- [TRECHO SELECIONADO]:
══════════

O amor está no ar – ou no palco. Aliás, se olharmos a História do Teatro Brasileiro, este sentimento doce e encantador está em cena faz tempo. Quem sabe, desde sempre. Não é o caso aqui de tentar pensar as razões do fato, importa apenas constatar a extensão da coisa. Ela é memorável. Tão memorável que causa bastante confusão.
 

Como assim? Ah, olhe ao redor. Uma parte inquieta do teatro brasileiro, sobretudo a ala mais-do-que-jovem em especial, ferve contra esta situação. Aliás, de certa forma, há mais de um século, sempre ferveu. Eles detestam a cena de amor. Para este segmento, o teatro existe e deve ser feito para dependurar a alma humana de cabeça para baixo, dissecá-la, transformá-la numa radiografia do imediato e atual. Feito o ato de autópsia, resta focar as estruturas últimas, as mais decisivas, aquelas compartilhadas com o resto do mundo.

 

Portanto, a mera expressão sentimental, lírica e delicada, seria um equívoco. Ou uma perda de tempo. O sentimental seria sentimentaloide por princípio, eternamente. Logo, visão de mundo superficial, distorcida. Estaria desde sempre condenado, pois, afinal, as manifestações amorosas correntes seriam a celebração piegas de um amor sonhador, pequeno-burguês, divorciado de um sentido mais autêntico do viver. De roldão, estaria diluído no caso o sentido de propriedade, entre outros atrasos de vida. Em resumo, algo para refutar como a quintessência da caretice.

══════════

Itens de um conjunto de dados:
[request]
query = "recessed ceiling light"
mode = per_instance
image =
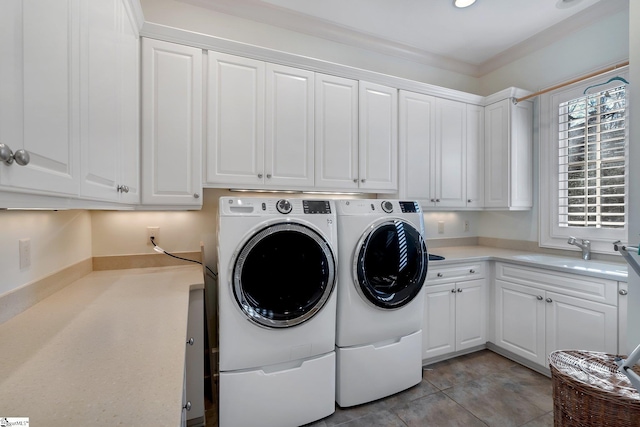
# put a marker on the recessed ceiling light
(464, 3)
(564, 4)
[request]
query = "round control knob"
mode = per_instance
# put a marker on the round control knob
(284, 206)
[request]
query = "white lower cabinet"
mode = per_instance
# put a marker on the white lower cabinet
(539, 311)
(455, 310)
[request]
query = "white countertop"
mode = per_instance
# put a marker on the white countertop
(594, 268)
(109, 349)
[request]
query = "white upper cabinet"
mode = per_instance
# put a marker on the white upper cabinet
(39, 90)
(450, 154)
(416, 146)
(378, 131)
(336, 133)
(509, 155)
(235, 121)
(109, 103)
(289, 122)
(171, 124)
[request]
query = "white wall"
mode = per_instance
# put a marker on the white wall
(58, 240)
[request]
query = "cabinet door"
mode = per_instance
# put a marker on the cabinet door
(438, 328)
(475, 156)
(172, 124)
(289, 127)
(378, 147)
(450, 153)
(574, 323)
(416, 146)
(520, 320)
(109, 101)
(471, 314)
(38, 94)
(336, 133)
(235, 120)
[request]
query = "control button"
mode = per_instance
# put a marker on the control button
(284, 206)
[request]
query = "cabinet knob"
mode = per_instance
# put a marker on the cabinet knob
(7, 156)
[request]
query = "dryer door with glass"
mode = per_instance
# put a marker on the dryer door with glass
(283, 274)
(390, 264)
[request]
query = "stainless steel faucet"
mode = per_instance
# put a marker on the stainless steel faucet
(583, 244)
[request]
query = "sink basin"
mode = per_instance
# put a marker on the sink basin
(592, 266)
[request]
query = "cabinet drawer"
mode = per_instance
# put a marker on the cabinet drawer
(451, 273)
(589, 288)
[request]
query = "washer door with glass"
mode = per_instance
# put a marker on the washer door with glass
(283, 275)
(390, 264)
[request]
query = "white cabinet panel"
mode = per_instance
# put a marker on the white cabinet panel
(416, 146)
(289, 127)
(378, 130)
(336, 133)
(39, 88)
(172, 124)
(109, 70)
(235, 120)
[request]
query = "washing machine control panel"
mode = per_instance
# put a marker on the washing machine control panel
(316, 206)
(409, 207)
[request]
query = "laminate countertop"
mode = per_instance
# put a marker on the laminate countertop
(575, 265)
(108, 349)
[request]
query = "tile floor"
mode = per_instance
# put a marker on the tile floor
(478, 389)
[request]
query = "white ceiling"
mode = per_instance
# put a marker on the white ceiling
(472, 40)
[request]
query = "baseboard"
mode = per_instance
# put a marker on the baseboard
(20, 299)
(122, 262)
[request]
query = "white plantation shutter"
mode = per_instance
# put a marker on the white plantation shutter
(592, 151)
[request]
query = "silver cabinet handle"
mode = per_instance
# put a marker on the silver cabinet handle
(7, 156)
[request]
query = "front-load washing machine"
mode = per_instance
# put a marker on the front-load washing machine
(382, 266)
(276, 311)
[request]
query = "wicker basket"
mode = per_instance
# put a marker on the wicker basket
(588, 390)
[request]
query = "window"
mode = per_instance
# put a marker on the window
(583, 156)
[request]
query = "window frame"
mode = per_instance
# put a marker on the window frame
(551, 235)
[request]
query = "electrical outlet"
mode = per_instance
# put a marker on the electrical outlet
(153, 232)
(25, 253)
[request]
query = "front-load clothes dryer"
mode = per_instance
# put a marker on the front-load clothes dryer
(277, 311)
(382, 267)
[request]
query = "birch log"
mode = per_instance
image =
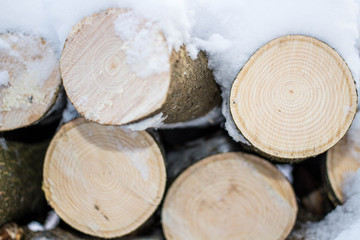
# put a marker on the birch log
(229, 196)
(29, 80)
(103, 180)
(294, 98)
(117, 68)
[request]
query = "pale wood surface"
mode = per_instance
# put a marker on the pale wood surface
(294, 98)
(28, 96)
(341, 160)
(229, 196)
(107, 86)
(103, 180)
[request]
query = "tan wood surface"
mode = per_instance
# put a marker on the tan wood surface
(33, 86)
(294, 98)
(102, 180)
(229, 196)
(106, 84)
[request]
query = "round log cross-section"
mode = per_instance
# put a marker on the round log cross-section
(29, 80)
(102, 180)
(229, 196)
(294, 98)
(117, 69)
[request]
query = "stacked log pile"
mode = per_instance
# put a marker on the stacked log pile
(294, 99)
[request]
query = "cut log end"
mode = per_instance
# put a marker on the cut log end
(302, 98)
(342, 159)
(117, 69)
(29, 80)
(102, 180)
(229, 196)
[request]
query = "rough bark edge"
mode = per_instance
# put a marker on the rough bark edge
(194, 89)
(335, 200)
(180, 63)
(52, 114)
(278, 159)
(22, 163)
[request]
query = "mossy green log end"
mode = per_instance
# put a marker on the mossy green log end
(20, 178)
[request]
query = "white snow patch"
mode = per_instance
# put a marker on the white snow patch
(35, 62)
(139, 34)
(4, 45)
(353, 137)
(343, 223)
(4, 78)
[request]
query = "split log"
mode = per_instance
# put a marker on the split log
(20, 178)
(295, 98)
(229, 196)
(117, 69)
(103, 180)
(29, 80)
(341, 160)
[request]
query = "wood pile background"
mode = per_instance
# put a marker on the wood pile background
(293, 101)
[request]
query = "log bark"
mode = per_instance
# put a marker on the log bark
(12, 231)
(103, 180)
(20, 178)
(118, 76)
(295, 98)
(341, 160)
(30, 86)
(228, 196)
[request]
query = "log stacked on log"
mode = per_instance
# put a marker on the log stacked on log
(103, 180)
(30, 80)
(295, 98)
(117, 69)
(229, 196)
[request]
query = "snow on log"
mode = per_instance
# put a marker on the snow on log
(294, 98)
(117, 68)
(29, 80)
(20, 178)
(342, 160)
(229, 196)
(103, 180)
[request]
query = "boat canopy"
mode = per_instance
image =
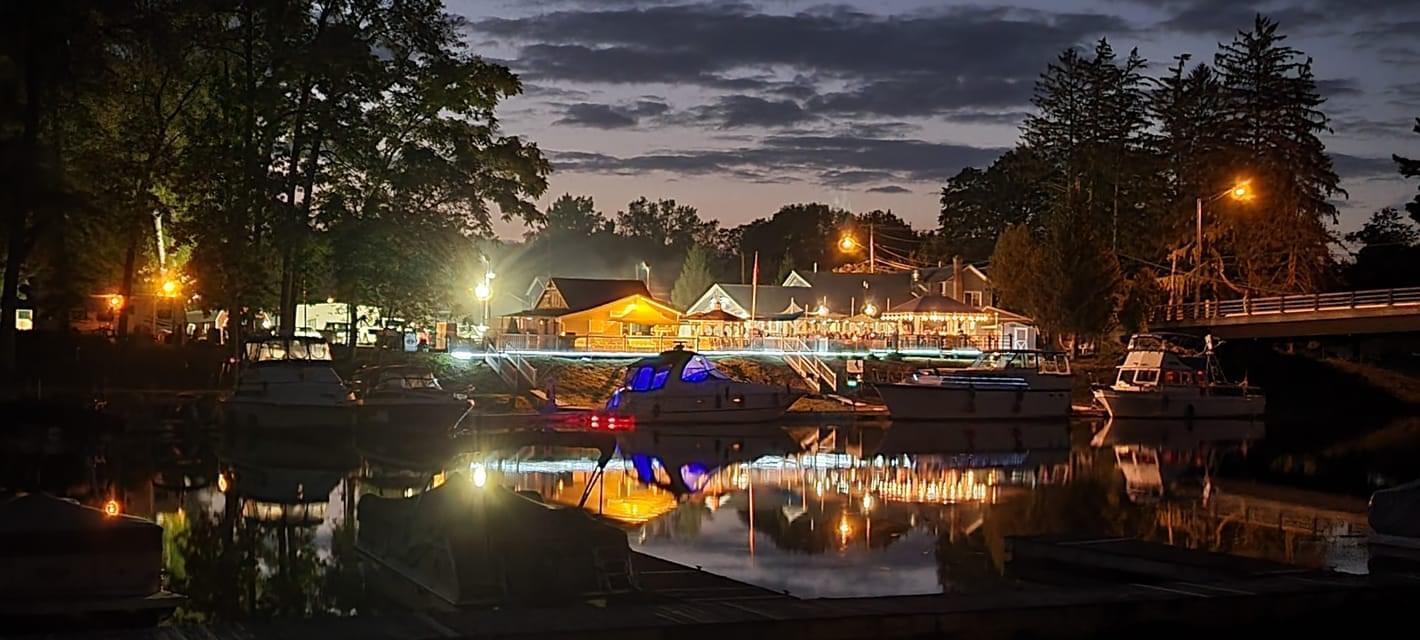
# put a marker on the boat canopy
(652, 373)
(1044, 361)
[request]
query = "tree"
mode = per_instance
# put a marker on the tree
(979, 205)
(1389, 253)
(572, 216)
(1410, 168)
(695, 277)
(1271, 118)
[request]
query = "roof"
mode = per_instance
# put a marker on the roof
(770, 300)
(844, 290)
(713, 315)
(933, 304)
(587, 293)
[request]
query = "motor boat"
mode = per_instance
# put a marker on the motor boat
(287, 382)
(406, 396)
(472, 542)
(73, 561)
(1173, 376)
(683, 386)
(1395, 515)
(1000, 385)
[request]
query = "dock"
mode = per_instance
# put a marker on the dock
(1170, 592)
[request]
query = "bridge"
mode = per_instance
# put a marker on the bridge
(1298, 315)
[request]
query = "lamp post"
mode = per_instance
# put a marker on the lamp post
(1241, 190)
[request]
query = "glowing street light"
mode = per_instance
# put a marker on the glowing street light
(1240, 190)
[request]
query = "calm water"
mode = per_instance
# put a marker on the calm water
(264, 525)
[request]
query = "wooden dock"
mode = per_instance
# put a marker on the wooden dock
(1219, 598)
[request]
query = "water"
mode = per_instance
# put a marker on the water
(264, 525)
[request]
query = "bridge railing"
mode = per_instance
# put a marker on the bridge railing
(1287, 304)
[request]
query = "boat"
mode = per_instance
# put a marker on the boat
(406, 396)
(683, 386)
(1395, 517)
(1000, 385)
(1175, 376)
(469, 542)
(80, 564)
(287, 382)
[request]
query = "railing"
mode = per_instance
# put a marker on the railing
(526, 342)
(1288, 304)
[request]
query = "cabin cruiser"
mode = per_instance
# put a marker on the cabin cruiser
(406, 396)
(1175, 376)
(683, 386)
(287, 382)
(1395, 515)
(66, 559)
(998, 385)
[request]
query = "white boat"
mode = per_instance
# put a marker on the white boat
(1000, 385)
(408, 396)
(288, 383)
(683, 386)
(1175, 376)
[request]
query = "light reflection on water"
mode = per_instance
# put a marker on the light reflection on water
(815, 511)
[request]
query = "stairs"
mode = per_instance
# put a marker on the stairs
(818, 373)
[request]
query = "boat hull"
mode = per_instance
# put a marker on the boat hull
(428, 416)
(1179, 405)
(932, 402)
(271, 415)
(753, 407)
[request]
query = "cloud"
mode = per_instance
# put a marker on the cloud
(611, 117)
(906, 64)
(1338, 87)
(828, 159)
(1349, 166)
(736, 111)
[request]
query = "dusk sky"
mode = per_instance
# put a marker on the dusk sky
(739, 108)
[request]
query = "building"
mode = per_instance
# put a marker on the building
(592, 314)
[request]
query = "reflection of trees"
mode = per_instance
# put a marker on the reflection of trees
(232, 568)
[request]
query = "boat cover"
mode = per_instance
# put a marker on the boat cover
(1396, 511)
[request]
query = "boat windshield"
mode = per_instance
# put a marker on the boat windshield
(287, 349)
(700, 369)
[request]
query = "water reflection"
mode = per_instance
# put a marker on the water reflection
(270, 525)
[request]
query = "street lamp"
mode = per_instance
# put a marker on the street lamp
(1241, 190)
(483, 291)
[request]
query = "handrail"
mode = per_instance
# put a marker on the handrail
(1288, 304)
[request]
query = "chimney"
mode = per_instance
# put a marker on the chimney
(957, 285)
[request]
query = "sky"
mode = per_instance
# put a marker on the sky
(740, 107)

══════════

- [DESCRIÇÃO DA TAREFA]: Dê continuidade ao texto sobre o amor no teatro brasileiro, começando logo após a última frase.

- [RESPOSTA DA TAREFA]:
 

A situação contempla pensadores avançados da vida social, viabiliza a construção de um teatro de pesquisa por vezes bastante hermético, para iniciados. Mas, para o teatro em geral, o raciocínio implica em algo grave, bem se pode imaginar. Ao se recusar a falar de sentimentos universais simples, diretos, envolventes, o palco se lança num gueto estreito, se distancia do homem comum. Como o pobre cidadão comum precisa de arte para viver a vida (ninguém, no nosso tempo, consegue viver sem arte), ele corre, então, para as canções românticas preocupadas em aquecer os corações. Existem outras panacéias, mas a música popular ainda é o abrigo por excelência do cidadão órfão do teatro acolhedor de outrora.

 

O que isto significa enquanto História? Bom, vale ir por partes. Dizem que foi Artur Azevedo (1855-1908) – sempre ele, o irresistível – quem botou as canções cotidianas, sentimentais e/ou irreverentes, na boca do povo. Com seus versos fáceis, mas inspirados, muitas redondilhas, aliado a músicos hábeis, AA conseguia fazer o povo sair do teatro cantando. A noite teatral se prolongava pela vida e o sabor da cena virava um deleite cotidiano. O grande mistério está aí: como foi que este casamento se perdeu?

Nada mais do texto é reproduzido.